Problem requirements –
Return every line of the records below that contains the string "pitch", matching case exactly.

Exercise input –

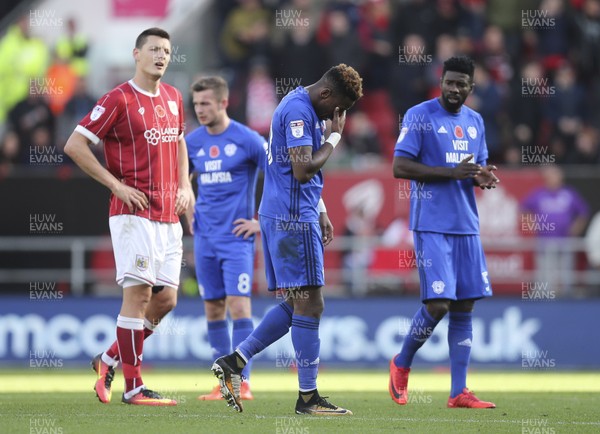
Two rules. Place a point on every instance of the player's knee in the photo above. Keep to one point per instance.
(438, 308)
(462, 306)
(308, 302)
(168, 301)
(239, 308)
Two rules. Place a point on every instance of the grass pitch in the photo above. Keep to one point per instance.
(62, 401)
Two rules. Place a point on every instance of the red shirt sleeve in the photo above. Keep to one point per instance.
(97, 123)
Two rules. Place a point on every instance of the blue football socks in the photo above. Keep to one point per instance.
(305, 337)
(219, 339)
(420, 329)
(274, 325)
(242, 328)
(460, 339)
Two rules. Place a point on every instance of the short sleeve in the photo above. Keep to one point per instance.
(410, 140)
(97, 123)
(257, 150)
(482, 154)
(298, 127)
(181, 114)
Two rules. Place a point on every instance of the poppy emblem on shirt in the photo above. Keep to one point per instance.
(141, 262)
(173, 107)
(458, 132)
(297, 128)
(472, 132)
(438, 286)
(160, 111)
(97, 112)
(230, 149)
(403, 132)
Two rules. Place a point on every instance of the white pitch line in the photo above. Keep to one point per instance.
(382, 419)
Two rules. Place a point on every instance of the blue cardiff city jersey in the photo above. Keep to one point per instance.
(294, 123)
(227, 166)
(432, 136)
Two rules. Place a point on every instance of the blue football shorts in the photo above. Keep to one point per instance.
(451, 266)
(293, 253)
(224, 266)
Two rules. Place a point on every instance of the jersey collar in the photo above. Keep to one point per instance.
(142, 91)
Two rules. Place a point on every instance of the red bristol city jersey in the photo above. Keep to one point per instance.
(140, 133)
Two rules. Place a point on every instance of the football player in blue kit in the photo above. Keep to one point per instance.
(225, 156)
(442, 150)
(294, 229)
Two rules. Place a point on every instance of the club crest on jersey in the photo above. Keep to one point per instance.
(297, 128)
(472, 132)
(438, 286)
(458, 132)
(403, 132)
(141, 262)
(97, 112)
(160, 111)
(173, 108)
(230, 149)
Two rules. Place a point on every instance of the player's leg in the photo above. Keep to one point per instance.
(133, 254)
(277, 321)
(111, 356)
(238, 271)
(472, 284)
(164, 241)
(240, 310)
(304, 274)
(438, 286)
(275, 324)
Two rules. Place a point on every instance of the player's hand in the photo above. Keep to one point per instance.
(132, 197)
(185, 199)
(189, 216)
(465, 169)
(487, 178)
(326, 228)
(339, 121)
(245, 227)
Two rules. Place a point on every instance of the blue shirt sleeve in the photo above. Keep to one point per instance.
(410, 139)
(257, 150)
(190, 147)
(298, 126)
(482, 155)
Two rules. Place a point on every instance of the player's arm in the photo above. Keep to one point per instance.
(189, 211)
(325, 224)
(487, 178)
(78, 148)
(305, 163)
(185, 194)
(409, 169)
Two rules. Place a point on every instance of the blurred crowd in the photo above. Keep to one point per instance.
(537, 76)
(44, 94)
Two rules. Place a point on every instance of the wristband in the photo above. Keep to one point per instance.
(334, 139)
(321, 206)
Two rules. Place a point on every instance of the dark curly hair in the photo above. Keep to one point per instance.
(344, 79)
(461, 64)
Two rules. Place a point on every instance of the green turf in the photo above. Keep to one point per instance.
(40, 402)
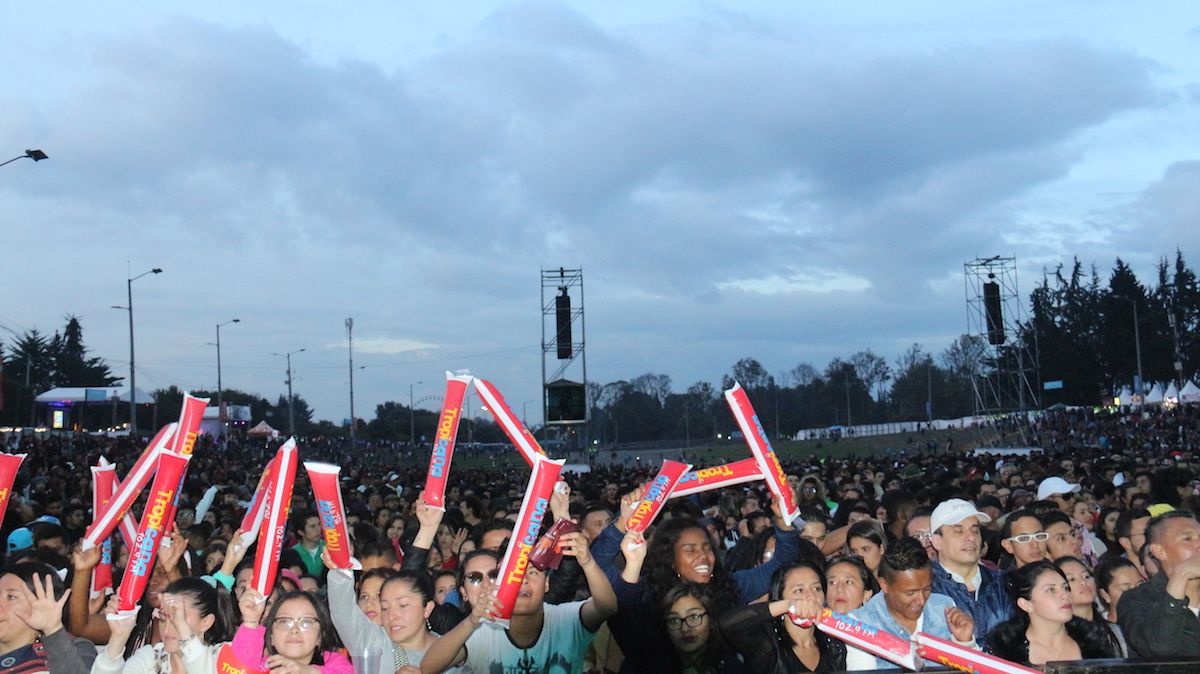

Solution below –
Two rules. Place a point on every instance of the grass pitch in the photo above. Keep to one point per instance.
Two rules. Place a point on every instance of the white pitch line in the photo above. Keep to one point per instance.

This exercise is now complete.